### Source passage

※ ※ ※

Yusuf and his best friend Memo are Kurdish pupils at a boarding school secluded in the Anatolian mountains. When Memo falls mysteriously ill, Yusuf is forced to struggle through the bureaucratic obstacles put up by the school’s repressive authorities to try to help him. When the adults finally understand the seriousness of Memo’s condition and try to get him to the hospital, the school is cut off from the world by a heavy snowfall. With no way out and now desperate to find help, teachers and pupils engage in a blame game where grudges, feelings of guilt and hidden secrets emerge, as time ticks mercilessly on.

Selections

  • Feature Film Selection

Cast & Crew

  • Directed by: Ferit Karahan
  • Written by: Ferit Karahan, Gulistan Acet
  • Produced by: Kanat Dogramaci, Alexander Craciun
  • Cinematography: Türksoy Gölebeyi
  • Editing: Sercan Sezgin, Hayedeh Safiyari, Ferit Karahan
  • Production Design: Tolunay Türköz
  • Costume Design: Fevziye Asli Kömür
  • Sound: Srdjan Kurpjel
  • Cast: Samet Yildiz (Yusuf), Ekin Koç (Teacher Selim), Mahir Ipek (Headmaster Müdür), Nurullah Alaca (Memo)

Director's Statement

Set in an all-boys boarding school characterised by rigorous discipline and repression, BROTHER’S KEEPER tells the story of 12-year-old Yusuf trying to get his sick friend to the doctor. In this ostensibly straightforward task, Yusuf finds himself having to contend with the school’s bureaucracy, the administration’s insensitivity, and the rugged geography of the area.

I spent six years of my childhood at a boarding primary school. And the reason I wanted to make this film has a lot to do with the fears that remain with me from those boarding school days. Fear is as old as humanity itself; and schools are one of the places that most effectively perpetuate the tradition of spreading fear and using it as a disciplinary tool. At boarding schools in particular, these fears tend to be many layered.

Of course, not all the teachers I encountered were bad; they, too, were continuing a tradition learned earlier in life: inspiring fear! Strike fear into the hearts of children to make them grow up. Don’t let them object to anything... The control exercised over our young bodies was later applied to our minds. Today I realise that to control children is essentially to control the future.

※ ※ ※

### Information provided

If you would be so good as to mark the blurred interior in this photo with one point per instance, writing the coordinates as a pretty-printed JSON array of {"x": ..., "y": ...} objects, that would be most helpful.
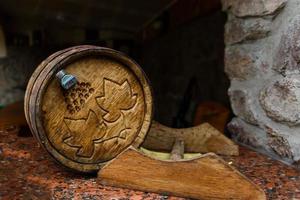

※ ※ ※

### Problem set
(a) According to the film page, how many years did the director spend at a boarding primary school?
(b) Repeat the film page's text from "I spent six" to "be many layered.".
(c) Pick up the film page at its last sentence and continue it.

### Answers per task
(a) Six years.

(b)
I spent six years of my childhood at a boarding primary school. And the reason I wanted to make this film has a lot to do with the fears that remain with me from those boarding school days. Fear is as old as humanity itself; and schools are one of the places that most effectively perpetuate the tradition of spreading fear and using it as a disciplinary tool. At boarding schools in particular, these fears tend to be many layered.

(c)
Like students, our teachers were also scared and looking for ways to fight off their fears. I will never forget: a female teacher new to our class attempted to disguise her weak and vulnerable personality by picking out and beating the most innocent boy among us. She then announced, “Don’t be fooled by my fragile appearance. I can be as tough as nails when called for.” I now see that she didn’t do it out of pure malice. Her fear came both from being female and from being alone somewhere unfamiliar. Children who are beaten grow up and beat other children. They, too, get a kick out of it. Just like us... And there you have the ancient tradition!

Of course, we weren’t exactly saints ourselves. “You’re worse than the teachers” was a regular refrain for most students. We were infused with cruelty before even having the chance to learn what compassion was. It is hard to describe the violence we perpetrated against one another. The only thing we knew was that if you wanted to count for something, you needed to bully people as much as you could.

According to Jacques Lacan, the family plays a pivotal role in the transmission of culture and in its formation at an individual level. It is the family that creates what we know as ‘humanity’ and brings the social and cultural order into being. Children become part of this order through the family. But taking away a child’s family ties and attempting to substitute them with other artificial bonds will damage the social order first and foremost.

Through Yusuf’s story, the film sets out to examine the prevalence of lies in oppressed societies and the ramifications of even a single trivial lie. It also seeks to question the innocence of an entire society.

In other words, BROTHER’S KEEPER is the film of a long tradition; it is a film of fear.